begin Given information
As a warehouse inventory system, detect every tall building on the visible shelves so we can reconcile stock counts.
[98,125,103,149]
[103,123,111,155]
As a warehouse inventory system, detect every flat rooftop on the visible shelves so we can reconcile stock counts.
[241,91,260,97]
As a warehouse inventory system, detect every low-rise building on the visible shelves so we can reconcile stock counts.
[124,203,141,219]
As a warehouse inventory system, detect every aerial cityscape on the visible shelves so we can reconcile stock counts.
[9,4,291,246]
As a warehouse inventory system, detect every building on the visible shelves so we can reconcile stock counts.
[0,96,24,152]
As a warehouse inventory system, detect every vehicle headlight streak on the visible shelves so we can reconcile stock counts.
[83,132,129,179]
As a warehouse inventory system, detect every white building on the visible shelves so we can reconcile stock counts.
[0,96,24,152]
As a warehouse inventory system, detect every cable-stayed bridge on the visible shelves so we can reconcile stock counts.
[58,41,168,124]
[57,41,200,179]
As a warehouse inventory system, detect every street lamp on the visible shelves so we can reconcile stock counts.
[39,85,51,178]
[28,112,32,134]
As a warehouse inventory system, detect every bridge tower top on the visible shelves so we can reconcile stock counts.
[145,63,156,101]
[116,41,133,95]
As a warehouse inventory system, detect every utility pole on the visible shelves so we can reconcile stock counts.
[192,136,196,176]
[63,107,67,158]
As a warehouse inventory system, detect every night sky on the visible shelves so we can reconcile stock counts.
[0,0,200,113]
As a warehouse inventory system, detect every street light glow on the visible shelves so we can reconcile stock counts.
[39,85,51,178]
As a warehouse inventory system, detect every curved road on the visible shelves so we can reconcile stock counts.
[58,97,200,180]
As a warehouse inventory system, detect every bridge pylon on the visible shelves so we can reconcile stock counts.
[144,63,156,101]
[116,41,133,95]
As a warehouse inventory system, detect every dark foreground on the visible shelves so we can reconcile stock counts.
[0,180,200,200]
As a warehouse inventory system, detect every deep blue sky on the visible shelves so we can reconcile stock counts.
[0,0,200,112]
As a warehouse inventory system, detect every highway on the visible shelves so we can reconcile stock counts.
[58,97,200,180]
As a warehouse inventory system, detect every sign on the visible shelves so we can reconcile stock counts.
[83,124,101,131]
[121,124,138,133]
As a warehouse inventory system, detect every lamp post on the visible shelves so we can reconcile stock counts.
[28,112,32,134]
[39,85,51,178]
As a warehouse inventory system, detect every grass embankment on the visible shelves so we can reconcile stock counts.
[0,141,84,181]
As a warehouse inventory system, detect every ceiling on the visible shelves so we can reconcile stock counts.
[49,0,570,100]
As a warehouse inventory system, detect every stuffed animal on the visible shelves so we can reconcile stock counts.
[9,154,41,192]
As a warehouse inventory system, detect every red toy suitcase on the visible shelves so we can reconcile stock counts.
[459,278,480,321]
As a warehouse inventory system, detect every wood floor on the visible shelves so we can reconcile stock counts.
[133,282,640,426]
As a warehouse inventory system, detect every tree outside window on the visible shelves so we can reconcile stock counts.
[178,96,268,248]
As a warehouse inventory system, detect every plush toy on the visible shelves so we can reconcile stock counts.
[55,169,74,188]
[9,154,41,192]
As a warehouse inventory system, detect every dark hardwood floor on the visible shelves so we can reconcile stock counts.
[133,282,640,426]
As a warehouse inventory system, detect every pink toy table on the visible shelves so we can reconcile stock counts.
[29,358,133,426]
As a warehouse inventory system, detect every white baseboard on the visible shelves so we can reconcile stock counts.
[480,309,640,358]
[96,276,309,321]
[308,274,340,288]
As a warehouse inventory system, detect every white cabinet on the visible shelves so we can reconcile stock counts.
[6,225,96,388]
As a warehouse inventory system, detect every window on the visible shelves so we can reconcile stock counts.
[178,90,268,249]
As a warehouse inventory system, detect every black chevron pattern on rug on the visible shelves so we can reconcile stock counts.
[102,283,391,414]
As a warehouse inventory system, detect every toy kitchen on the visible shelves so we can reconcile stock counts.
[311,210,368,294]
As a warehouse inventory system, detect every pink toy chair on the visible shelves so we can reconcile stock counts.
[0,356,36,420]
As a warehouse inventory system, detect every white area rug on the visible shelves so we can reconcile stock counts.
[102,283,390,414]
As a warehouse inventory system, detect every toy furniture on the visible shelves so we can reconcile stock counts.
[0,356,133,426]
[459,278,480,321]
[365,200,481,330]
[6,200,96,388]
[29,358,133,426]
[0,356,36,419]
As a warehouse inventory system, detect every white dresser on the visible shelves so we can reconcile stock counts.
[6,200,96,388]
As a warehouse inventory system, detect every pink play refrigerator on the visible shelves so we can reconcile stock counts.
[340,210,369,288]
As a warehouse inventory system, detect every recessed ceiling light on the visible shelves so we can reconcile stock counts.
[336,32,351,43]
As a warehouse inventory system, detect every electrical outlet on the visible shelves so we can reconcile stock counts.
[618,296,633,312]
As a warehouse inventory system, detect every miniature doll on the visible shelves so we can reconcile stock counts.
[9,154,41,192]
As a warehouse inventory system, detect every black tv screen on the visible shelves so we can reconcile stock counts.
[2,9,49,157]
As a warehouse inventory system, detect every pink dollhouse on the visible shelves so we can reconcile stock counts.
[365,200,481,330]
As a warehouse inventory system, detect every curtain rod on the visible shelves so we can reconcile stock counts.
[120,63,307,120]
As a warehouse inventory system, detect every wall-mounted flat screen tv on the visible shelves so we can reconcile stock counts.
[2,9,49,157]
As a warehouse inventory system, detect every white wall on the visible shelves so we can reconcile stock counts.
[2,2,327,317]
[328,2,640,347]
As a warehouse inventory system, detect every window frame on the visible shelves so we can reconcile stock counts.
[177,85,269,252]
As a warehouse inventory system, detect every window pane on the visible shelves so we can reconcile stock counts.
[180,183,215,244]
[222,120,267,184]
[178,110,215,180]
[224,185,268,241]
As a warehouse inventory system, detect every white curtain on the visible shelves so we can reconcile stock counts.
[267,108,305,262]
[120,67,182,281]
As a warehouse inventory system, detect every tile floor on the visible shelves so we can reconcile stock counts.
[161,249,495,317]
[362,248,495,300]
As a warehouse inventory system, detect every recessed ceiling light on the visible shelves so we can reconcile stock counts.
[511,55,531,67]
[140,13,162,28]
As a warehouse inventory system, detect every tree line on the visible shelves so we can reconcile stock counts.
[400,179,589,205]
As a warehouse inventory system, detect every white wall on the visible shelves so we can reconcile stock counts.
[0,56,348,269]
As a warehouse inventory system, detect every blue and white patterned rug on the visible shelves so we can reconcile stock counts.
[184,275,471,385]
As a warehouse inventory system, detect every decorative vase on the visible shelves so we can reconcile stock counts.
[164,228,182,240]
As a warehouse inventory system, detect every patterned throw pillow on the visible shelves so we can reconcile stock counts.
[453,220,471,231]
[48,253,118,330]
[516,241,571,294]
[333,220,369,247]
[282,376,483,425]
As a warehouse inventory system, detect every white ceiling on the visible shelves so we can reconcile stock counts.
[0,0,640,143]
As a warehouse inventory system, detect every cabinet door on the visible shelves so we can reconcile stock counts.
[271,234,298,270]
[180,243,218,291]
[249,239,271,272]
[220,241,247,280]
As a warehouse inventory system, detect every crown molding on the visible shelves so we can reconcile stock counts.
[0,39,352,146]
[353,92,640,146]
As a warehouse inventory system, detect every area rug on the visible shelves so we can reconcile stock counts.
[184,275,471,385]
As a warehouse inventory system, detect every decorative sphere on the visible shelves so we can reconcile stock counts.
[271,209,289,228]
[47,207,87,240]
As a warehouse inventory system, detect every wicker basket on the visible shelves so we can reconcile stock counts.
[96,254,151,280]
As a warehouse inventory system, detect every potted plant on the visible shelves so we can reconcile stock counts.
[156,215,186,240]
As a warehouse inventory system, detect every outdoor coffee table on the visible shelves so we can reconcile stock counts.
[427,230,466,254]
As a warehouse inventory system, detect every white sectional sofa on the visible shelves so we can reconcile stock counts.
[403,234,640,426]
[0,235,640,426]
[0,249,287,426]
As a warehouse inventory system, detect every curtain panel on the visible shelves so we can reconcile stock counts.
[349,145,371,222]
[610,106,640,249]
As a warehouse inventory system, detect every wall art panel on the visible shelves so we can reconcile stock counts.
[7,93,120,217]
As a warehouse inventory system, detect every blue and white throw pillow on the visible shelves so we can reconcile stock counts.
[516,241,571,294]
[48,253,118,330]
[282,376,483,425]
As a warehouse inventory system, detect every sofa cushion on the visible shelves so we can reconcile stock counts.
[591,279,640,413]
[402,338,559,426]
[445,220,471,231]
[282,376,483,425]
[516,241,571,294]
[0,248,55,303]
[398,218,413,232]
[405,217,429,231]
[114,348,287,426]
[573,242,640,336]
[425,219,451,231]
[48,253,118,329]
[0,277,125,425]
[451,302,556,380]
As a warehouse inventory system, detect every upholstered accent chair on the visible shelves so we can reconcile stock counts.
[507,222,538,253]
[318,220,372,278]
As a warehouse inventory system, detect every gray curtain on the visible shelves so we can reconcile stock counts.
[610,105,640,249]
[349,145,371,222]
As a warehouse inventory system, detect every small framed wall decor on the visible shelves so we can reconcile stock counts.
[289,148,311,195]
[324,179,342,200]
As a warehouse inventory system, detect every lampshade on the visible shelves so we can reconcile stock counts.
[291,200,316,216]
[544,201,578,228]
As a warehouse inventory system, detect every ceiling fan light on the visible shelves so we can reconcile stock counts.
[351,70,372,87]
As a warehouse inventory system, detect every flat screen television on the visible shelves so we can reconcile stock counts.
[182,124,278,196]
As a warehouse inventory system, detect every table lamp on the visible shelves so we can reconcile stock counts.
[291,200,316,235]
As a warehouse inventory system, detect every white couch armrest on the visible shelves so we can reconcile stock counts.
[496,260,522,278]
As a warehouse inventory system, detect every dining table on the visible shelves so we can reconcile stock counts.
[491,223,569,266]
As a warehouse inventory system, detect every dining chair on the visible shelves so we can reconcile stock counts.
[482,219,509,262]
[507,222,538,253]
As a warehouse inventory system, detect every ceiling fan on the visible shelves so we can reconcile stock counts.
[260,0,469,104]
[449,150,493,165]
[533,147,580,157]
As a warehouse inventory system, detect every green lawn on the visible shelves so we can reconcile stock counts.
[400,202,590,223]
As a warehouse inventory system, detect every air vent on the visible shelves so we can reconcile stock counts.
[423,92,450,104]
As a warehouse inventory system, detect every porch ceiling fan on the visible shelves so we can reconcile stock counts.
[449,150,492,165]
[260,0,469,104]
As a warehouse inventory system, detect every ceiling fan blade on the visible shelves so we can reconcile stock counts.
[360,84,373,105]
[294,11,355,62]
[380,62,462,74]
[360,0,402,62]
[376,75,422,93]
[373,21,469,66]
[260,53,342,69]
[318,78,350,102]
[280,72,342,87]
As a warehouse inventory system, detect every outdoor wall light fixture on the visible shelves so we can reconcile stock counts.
end Given information
Exercise
From the records above, copy out verbatim everything from the line containing "As a warehouse inventory system, detect every white cabinet" down to the line containing "[311,210,368,294]", including both of those lines.

Correct result
As a warehouse inventory system, detect every white cabinet on the visible shelves so we can reconcile stock counts.
[6,225,96,388]
As a warehouse inventory system, detect every window on the visible shelves so we can reconcile stock counts.
[178,90,268,249]
As a warehouse inventory system, detect every black chevron pattern on rug on the visible shelves so we can reconcile stock counts.
[102,283,391,414]
As a warehouse inventory system, detect every toy kitchen on the visible shelves so we can reconcile stock counts.
[311,210,368,294]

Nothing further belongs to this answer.